YOUR TASK – Please copy each line of the records below that holds the word "order".

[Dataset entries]

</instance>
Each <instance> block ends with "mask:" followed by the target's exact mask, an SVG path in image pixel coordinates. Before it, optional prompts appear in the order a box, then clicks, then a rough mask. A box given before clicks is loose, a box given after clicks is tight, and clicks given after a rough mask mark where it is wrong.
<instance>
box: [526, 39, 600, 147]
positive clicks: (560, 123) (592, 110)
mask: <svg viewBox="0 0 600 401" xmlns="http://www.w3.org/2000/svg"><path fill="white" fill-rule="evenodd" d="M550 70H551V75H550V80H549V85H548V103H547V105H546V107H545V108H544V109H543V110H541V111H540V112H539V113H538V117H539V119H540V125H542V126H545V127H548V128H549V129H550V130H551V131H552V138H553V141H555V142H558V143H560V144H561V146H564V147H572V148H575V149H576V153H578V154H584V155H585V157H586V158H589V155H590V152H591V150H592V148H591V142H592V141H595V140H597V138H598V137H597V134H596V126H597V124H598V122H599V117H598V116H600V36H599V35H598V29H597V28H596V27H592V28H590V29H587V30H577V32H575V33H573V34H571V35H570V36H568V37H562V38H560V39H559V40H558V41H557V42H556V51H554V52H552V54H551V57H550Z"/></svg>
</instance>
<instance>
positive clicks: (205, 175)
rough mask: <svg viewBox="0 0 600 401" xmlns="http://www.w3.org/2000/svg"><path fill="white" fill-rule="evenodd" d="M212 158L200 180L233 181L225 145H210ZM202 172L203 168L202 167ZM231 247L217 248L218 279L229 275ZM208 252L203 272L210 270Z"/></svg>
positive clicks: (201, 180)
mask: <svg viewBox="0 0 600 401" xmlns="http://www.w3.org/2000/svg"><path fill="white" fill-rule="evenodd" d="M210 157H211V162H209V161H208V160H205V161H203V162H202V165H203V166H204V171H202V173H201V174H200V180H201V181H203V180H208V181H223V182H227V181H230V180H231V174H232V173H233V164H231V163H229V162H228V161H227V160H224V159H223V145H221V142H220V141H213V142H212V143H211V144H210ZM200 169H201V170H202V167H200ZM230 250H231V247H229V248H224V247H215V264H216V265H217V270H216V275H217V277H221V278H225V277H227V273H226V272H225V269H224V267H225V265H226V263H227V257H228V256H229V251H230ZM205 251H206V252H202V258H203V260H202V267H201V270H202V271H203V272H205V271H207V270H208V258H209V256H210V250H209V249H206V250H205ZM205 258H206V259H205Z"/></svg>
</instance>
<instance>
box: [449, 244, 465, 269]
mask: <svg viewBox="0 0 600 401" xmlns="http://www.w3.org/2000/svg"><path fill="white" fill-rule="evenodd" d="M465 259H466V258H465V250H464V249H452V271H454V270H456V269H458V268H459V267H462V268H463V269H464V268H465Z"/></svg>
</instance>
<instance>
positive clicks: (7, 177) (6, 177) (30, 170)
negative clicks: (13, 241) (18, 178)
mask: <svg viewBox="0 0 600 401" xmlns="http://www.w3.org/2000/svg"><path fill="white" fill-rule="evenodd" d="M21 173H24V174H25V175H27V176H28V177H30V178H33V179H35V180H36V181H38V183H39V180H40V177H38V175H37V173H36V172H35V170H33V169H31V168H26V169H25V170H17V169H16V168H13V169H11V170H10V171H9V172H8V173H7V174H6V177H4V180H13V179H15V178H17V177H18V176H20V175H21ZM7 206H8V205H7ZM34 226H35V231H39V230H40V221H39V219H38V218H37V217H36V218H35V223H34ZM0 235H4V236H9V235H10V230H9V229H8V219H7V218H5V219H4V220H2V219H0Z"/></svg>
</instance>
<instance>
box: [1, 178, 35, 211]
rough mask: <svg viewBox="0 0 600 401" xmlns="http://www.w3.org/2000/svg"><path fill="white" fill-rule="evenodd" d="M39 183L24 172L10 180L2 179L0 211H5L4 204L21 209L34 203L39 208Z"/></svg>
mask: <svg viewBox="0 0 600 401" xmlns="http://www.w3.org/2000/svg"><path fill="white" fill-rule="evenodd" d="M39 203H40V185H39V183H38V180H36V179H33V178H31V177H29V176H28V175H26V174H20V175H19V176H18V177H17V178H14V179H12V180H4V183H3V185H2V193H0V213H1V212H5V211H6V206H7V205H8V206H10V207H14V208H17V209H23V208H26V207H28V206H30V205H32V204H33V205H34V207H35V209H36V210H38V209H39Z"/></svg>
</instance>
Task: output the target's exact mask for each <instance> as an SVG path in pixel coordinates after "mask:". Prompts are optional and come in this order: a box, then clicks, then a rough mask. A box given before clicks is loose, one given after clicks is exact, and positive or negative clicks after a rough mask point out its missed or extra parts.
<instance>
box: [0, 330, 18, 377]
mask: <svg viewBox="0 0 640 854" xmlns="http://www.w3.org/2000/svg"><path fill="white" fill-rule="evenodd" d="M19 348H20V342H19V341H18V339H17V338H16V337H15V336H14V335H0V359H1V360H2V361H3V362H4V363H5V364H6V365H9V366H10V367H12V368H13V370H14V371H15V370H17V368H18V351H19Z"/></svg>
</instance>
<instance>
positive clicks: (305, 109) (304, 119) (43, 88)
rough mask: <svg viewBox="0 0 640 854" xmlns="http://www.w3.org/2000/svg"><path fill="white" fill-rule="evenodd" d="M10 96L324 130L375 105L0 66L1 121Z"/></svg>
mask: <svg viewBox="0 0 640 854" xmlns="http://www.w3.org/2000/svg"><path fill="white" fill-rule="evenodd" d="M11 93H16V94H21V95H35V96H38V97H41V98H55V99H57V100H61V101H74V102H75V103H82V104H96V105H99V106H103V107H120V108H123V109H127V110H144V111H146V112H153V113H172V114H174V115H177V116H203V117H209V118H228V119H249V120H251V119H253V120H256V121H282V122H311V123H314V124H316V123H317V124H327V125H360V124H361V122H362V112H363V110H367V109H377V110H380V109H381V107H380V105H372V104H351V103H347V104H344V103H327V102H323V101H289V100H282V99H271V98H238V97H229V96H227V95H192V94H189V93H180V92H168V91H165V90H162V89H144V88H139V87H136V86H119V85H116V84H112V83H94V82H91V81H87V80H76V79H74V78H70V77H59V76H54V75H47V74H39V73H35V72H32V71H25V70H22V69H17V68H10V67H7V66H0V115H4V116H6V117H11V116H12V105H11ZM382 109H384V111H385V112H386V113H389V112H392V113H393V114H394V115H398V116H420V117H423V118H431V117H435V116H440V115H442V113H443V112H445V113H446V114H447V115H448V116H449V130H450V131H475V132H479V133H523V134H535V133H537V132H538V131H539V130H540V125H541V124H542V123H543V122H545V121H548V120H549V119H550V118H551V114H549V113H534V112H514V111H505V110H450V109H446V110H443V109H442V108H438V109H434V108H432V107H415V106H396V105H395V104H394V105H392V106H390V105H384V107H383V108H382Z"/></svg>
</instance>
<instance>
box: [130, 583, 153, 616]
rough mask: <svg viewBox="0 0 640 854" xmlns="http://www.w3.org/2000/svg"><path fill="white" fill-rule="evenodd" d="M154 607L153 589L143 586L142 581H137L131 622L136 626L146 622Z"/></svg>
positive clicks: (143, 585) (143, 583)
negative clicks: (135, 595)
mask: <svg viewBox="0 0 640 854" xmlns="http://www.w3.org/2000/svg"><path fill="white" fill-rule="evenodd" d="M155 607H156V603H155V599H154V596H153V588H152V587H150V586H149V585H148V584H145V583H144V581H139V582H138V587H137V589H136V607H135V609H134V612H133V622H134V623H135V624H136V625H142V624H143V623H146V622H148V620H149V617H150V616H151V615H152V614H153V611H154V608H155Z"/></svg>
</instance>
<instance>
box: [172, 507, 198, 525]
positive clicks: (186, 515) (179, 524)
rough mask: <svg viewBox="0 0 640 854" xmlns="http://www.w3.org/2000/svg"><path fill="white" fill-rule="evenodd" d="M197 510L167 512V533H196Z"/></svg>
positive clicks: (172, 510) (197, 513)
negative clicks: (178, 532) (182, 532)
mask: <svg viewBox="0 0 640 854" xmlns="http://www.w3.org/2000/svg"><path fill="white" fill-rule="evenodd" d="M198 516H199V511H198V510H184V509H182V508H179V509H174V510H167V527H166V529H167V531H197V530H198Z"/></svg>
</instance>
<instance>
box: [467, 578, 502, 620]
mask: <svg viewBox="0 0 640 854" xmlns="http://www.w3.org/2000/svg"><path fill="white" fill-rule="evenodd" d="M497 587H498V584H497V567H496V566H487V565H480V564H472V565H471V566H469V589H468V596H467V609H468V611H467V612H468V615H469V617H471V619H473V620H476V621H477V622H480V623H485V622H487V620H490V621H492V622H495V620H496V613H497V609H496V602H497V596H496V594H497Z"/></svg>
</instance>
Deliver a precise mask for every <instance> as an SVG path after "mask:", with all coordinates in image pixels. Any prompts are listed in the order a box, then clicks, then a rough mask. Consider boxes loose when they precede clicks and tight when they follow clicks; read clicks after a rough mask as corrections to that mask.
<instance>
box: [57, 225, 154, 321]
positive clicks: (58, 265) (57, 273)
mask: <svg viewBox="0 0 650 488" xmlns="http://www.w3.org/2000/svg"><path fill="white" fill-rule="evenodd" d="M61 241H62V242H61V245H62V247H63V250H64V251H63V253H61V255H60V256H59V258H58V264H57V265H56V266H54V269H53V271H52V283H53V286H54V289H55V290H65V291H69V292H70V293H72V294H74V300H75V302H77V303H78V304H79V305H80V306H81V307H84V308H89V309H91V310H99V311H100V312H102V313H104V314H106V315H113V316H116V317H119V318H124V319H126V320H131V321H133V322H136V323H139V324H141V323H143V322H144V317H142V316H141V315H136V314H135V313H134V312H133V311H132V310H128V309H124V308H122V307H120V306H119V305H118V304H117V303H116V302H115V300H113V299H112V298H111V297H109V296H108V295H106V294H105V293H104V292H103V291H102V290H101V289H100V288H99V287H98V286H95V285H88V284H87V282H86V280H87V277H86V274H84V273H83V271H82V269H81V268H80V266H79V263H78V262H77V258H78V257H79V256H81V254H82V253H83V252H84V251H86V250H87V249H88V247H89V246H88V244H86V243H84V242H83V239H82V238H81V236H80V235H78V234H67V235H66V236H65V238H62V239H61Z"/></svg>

TASK OUTPUT –
Each <instance> block ends with "mask:" followed by the target's exact mask, an SVG path in image pixel coordinates. Before it, optional prompts appear in the order a box, then clicks, then a rough mask. A box given before clicks is loose, a box given after clicks is tight, and clicks given after a rough mask mark where it is wrong.
Task: output the target's exact mask for each <instance> as an SVG path in pixel coordinates after "mask:". Prompts are optional and come in this order: a box, then clicks, then a rough mask. A box given before clicks is loose, one given after clicks is exact, and positive or negative clicks after a rough mask point out its missed or extra parts.
Deliver a precise mask for every <instance> as an SVG path after "mask:", with all coordinates in image pixels. Any prompts are listed in the order a box, then clicks, then a rough mask. Consider boxes loose when they precede clicks and tight when they follow clicks; read clicks after a rough mask as corrections to that mask.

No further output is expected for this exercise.